* Record excerpts
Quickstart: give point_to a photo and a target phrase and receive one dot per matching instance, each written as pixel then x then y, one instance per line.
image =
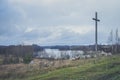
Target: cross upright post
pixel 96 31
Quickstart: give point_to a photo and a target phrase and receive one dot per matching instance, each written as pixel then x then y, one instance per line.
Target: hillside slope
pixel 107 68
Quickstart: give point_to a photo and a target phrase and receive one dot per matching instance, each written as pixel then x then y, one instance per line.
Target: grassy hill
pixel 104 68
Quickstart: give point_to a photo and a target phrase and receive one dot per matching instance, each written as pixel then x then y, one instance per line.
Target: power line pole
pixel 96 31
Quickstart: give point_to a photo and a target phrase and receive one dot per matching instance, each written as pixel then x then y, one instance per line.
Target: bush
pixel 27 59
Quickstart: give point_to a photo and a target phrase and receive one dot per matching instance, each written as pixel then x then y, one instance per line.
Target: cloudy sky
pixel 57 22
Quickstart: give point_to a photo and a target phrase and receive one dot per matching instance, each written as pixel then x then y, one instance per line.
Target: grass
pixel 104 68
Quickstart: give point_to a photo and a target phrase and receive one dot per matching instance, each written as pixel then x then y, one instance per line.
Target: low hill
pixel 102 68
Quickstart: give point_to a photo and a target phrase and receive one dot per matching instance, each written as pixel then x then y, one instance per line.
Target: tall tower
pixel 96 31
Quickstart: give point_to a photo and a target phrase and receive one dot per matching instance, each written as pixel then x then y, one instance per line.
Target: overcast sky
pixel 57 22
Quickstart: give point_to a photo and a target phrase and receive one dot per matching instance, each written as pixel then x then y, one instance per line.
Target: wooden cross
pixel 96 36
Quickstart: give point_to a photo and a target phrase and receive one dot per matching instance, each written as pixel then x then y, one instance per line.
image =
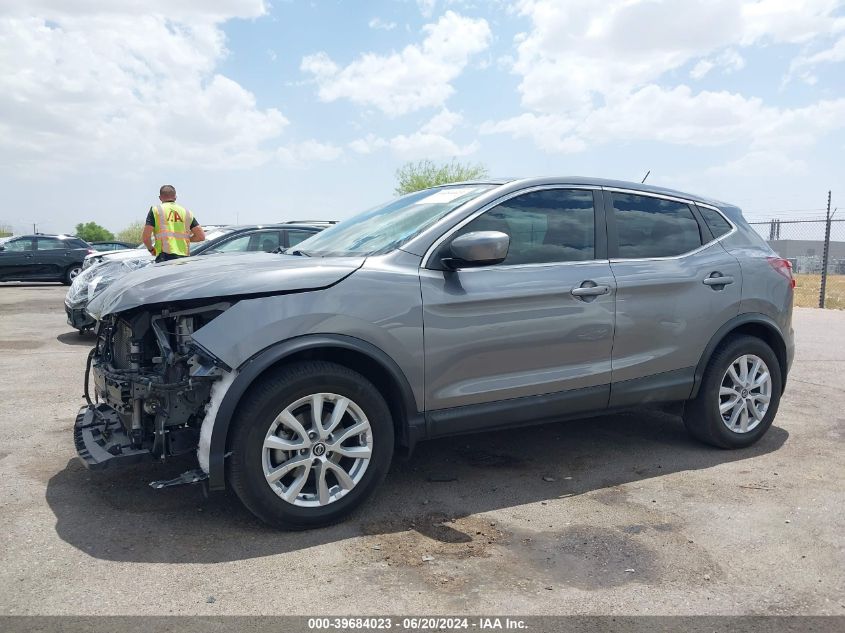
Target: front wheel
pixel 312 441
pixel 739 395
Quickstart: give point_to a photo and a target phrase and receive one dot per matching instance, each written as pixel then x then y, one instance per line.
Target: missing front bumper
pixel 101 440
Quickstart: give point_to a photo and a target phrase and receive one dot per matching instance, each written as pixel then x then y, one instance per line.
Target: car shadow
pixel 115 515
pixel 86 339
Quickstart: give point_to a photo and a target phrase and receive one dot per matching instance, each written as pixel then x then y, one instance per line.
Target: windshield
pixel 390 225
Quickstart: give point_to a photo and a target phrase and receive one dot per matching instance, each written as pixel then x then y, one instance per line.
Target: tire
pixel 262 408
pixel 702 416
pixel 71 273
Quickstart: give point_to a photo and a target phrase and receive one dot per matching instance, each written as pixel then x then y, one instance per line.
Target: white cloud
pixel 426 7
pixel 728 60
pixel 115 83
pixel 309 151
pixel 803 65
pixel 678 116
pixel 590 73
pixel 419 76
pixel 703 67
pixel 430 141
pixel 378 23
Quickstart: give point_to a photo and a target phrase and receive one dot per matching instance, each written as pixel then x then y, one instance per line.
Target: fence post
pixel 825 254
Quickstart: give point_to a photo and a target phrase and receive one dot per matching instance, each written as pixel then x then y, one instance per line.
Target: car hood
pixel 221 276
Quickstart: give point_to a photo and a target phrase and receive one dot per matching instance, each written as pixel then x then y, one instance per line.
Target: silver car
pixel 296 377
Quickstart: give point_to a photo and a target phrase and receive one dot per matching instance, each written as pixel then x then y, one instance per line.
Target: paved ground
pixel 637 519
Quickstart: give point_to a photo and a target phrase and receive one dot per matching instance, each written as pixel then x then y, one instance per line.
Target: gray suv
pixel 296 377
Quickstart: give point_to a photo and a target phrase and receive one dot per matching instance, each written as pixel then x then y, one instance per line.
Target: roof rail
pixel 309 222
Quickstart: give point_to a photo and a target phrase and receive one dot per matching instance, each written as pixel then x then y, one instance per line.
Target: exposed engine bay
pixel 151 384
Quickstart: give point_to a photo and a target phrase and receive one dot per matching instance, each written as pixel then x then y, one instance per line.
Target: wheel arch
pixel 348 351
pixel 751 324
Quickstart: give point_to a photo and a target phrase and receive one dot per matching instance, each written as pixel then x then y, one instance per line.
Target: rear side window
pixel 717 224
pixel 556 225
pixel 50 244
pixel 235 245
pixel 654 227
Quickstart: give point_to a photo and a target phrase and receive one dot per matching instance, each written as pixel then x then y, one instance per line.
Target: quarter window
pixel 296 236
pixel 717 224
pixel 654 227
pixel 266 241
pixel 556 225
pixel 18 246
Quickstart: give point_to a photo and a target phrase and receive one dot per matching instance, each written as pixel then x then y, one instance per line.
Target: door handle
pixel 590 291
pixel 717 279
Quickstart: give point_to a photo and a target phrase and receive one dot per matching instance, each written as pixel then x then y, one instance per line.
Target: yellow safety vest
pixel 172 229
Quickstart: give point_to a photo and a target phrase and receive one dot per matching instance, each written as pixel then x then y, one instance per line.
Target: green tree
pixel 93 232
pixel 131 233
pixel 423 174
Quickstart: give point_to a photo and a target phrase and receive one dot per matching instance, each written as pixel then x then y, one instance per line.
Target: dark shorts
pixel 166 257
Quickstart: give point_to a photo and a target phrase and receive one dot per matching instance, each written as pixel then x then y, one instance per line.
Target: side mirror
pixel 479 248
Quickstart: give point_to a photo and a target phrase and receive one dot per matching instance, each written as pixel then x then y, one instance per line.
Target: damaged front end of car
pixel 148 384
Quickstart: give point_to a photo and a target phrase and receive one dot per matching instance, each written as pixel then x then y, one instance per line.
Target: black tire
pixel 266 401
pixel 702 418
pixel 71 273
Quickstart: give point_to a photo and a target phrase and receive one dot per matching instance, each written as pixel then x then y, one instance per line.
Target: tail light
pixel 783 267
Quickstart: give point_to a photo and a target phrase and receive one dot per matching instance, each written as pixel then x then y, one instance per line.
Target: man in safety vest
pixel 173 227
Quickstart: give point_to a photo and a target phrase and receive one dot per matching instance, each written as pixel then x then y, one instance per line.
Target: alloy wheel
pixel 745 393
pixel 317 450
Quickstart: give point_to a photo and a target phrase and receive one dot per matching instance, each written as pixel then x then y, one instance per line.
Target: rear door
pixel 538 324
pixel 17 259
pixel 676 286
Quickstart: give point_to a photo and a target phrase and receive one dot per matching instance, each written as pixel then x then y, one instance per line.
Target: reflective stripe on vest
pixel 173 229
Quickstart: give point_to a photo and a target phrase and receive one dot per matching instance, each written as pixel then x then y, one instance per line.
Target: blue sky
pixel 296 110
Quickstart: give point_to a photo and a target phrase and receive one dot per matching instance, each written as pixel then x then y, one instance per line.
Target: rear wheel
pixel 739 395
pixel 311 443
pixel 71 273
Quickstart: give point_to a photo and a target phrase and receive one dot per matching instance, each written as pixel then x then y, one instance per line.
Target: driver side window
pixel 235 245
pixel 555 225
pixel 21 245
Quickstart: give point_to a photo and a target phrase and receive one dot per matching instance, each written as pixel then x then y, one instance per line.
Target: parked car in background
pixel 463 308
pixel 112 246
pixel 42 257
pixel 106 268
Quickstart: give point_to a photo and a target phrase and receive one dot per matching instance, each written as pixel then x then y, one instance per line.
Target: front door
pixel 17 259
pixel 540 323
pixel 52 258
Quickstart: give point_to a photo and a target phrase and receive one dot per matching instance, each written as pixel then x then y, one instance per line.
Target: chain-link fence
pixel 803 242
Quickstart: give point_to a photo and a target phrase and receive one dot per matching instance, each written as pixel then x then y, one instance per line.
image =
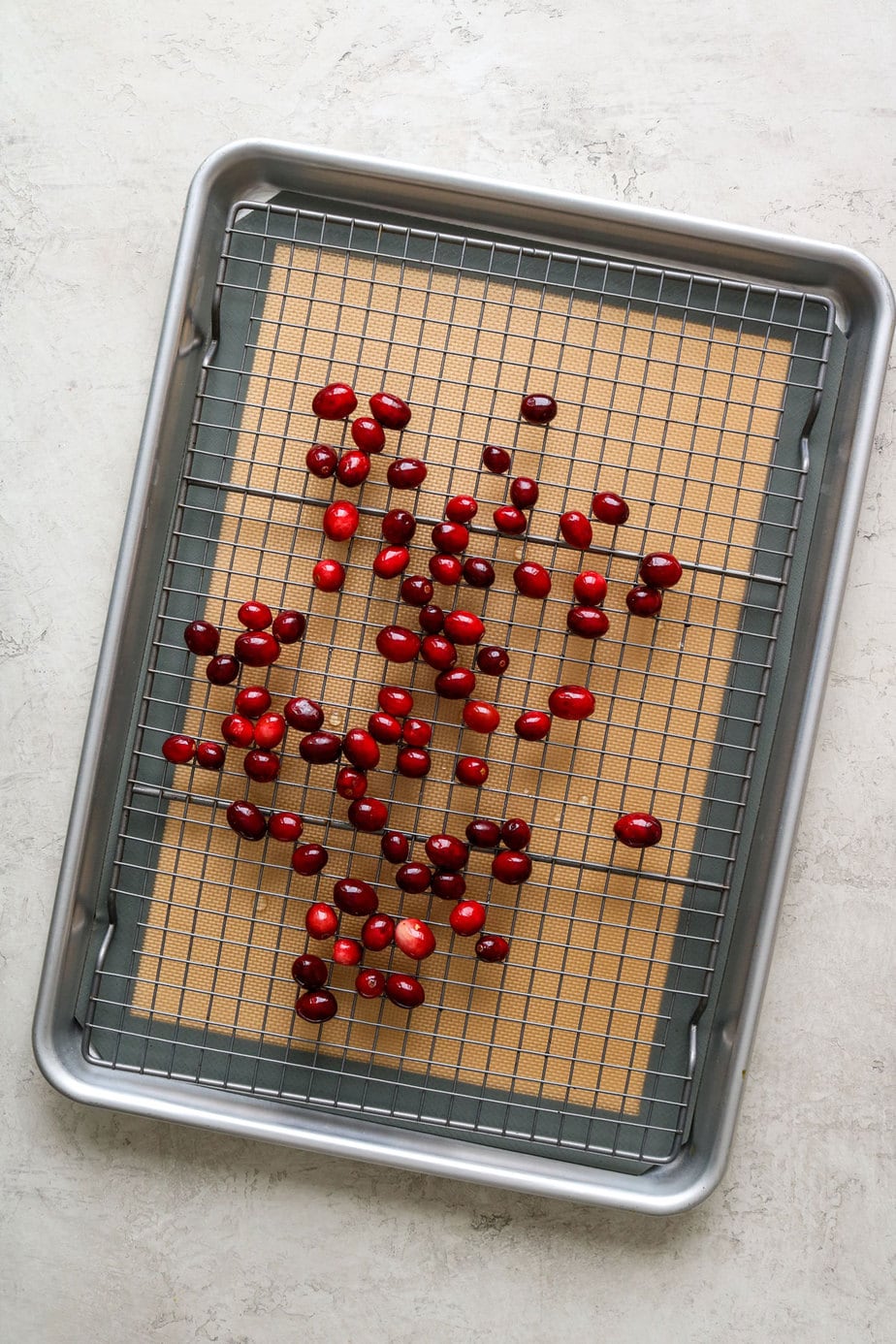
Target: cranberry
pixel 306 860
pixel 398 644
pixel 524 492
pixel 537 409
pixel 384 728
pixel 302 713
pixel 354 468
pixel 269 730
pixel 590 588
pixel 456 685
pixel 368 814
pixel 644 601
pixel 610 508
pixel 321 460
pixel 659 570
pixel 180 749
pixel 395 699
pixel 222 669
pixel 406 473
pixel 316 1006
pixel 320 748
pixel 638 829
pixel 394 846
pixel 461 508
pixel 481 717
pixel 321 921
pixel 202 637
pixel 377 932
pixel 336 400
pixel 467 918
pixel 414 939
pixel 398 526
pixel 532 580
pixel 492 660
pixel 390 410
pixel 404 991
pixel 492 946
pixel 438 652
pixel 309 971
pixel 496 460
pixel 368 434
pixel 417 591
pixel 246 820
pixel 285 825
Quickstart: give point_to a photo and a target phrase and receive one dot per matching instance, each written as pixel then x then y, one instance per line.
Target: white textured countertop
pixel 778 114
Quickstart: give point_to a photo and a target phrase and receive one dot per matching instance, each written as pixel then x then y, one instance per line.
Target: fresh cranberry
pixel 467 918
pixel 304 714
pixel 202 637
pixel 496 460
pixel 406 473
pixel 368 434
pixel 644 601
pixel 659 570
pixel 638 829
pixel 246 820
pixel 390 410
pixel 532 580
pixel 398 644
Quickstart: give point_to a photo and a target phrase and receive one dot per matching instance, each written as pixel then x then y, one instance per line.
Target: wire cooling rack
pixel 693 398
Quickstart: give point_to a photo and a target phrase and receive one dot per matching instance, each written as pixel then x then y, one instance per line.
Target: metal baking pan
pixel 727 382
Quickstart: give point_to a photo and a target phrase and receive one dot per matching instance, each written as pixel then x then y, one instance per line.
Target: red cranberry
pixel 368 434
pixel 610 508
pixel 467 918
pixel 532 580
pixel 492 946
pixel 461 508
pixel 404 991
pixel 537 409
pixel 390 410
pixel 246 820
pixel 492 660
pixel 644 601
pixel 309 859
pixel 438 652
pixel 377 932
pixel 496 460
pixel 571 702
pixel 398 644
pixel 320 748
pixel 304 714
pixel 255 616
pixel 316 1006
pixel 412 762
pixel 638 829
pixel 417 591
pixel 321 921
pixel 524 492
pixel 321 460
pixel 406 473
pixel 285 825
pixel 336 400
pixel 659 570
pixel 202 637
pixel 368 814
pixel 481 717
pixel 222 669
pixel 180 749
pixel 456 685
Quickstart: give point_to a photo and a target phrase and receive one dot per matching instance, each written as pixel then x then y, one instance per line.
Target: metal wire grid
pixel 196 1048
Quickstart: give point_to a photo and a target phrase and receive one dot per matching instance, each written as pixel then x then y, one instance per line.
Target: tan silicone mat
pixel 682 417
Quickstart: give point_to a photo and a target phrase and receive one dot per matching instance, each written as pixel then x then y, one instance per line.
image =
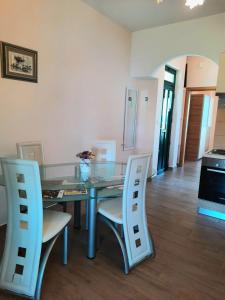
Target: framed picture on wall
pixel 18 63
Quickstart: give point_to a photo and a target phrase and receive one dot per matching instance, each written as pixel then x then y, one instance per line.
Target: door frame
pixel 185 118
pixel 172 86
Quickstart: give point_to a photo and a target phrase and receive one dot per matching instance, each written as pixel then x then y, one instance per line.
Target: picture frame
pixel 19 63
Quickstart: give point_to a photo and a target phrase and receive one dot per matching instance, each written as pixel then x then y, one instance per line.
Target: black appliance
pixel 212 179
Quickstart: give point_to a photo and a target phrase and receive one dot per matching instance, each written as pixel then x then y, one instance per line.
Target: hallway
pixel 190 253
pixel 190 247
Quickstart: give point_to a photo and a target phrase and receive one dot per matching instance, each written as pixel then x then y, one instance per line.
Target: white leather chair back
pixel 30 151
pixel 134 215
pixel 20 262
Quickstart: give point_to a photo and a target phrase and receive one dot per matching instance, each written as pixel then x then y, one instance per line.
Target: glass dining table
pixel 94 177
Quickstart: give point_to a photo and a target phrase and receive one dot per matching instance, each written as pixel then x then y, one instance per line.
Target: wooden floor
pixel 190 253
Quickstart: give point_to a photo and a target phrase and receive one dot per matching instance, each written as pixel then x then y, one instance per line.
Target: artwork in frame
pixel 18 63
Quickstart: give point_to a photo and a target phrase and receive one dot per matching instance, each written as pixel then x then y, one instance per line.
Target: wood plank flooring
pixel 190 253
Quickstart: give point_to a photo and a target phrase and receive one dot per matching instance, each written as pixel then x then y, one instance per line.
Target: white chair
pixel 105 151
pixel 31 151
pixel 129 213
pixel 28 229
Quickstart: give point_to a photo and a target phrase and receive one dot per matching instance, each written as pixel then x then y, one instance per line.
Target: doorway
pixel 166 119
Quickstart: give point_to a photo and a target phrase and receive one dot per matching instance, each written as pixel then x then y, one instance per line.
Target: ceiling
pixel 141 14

* The task
Show every line of the records above that contains the word "wooden", treating uppercase and lowercase as different.

* Solution to the exercise
Target: wooden cross
Target: wooden floor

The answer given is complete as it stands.